### TO DO
Up to and including the line that contains "Where can the lemur's face", repeat each line of the data exactly, starting from the first.

### DATA PROVIDED
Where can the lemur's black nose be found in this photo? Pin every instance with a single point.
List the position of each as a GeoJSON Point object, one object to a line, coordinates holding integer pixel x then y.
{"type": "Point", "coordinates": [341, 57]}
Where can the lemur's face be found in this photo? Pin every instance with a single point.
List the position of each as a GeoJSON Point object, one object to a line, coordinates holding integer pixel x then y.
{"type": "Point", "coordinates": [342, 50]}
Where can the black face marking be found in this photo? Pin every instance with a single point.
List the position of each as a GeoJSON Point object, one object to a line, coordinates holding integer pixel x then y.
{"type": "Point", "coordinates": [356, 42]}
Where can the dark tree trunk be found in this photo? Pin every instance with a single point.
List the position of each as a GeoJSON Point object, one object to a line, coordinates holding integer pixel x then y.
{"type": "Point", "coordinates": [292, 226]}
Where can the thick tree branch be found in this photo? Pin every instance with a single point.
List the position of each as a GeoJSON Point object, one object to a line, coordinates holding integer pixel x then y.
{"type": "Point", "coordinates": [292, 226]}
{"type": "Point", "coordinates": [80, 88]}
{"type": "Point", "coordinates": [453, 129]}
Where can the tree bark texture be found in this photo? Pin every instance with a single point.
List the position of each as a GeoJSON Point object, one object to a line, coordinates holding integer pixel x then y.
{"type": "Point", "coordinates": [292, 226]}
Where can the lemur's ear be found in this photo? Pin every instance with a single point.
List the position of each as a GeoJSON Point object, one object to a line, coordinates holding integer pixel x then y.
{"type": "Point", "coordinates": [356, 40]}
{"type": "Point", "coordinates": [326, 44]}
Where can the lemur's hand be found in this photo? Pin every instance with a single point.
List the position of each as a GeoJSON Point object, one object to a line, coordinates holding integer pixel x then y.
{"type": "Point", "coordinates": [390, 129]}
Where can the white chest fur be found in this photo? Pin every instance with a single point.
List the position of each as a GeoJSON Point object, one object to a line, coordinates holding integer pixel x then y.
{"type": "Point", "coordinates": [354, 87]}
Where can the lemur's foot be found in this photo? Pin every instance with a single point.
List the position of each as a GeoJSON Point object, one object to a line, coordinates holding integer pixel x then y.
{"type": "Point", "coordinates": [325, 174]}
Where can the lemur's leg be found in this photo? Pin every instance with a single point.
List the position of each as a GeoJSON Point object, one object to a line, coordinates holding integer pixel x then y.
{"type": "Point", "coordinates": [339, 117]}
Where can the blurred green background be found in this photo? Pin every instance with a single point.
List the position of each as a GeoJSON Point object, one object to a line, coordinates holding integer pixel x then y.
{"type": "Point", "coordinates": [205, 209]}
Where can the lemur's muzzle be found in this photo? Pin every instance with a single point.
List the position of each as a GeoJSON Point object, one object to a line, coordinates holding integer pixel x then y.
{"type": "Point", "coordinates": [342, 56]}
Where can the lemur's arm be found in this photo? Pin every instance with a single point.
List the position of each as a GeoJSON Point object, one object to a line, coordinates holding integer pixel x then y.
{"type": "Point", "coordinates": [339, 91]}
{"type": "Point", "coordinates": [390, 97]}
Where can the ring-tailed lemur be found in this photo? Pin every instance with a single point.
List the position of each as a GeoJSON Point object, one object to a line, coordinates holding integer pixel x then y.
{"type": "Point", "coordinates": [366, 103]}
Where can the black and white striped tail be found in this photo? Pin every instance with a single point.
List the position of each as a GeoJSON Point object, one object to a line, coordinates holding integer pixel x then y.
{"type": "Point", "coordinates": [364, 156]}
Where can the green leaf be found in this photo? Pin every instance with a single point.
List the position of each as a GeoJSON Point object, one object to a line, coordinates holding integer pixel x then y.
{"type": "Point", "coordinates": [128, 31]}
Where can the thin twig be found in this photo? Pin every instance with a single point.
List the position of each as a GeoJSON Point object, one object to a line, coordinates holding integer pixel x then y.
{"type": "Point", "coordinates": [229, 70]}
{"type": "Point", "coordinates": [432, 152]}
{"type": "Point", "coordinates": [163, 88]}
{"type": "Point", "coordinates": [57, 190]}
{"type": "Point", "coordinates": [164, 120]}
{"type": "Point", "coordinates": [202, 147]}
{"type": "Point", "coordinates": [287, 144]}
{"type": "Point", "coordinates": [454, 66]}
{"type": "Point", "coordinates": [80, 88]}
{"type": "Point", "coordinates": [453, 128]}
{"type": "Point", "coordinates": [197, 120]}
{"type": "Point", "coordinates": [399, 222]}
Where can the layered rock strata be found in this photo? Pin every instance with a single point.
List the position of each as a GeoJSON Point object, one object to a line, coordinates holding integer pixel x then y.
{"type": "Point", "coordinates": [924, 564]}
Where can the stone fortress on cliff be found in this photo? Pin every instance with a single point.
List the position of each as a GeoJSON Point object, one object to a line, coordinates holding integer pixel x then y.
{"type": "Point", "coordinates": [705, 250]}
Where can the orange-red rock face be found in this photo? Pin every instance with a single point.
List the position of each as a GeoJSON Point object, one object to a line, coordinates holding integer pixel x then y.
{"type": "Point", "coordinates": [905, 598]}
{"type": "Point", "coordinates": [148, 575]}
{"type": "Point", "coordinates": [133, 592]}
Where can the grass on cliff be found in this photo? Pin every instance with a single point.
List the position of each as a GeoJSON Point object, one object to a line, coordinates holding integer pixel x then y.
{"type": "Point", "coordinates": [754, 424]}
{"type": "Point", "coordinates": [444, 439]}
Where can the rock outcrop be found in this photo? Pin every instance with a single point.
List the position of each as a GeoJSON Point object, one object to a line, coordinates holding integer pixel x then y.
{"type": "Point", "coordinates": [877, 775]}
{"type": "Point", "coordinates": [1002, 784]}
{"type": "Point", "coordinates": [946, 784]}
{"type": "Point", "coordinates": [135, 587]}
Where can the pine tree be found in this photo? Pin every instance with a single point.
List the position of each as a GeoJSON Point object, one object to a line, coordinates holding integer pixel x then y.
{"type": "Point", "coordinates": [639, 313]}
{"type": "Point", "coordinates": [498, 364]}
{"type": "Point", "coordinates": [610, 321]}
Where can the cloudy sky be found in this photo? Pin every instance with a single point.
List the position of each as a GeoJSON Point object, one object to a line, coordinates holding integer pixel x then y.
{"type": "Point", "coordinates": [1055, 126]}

### SOLUTION FOR THIS PROBLEM
Where can the lemur's black nose be found in this photo? Pin every instance with a single point.
List the position of each as a GeoJSON Point object, one object to a line, coordinates holding integer pixel x then y.
{"type": "Point", "coordinates": [341, 57]}
Where can the lemur's face be found in this photo? Pin every instance with a single point.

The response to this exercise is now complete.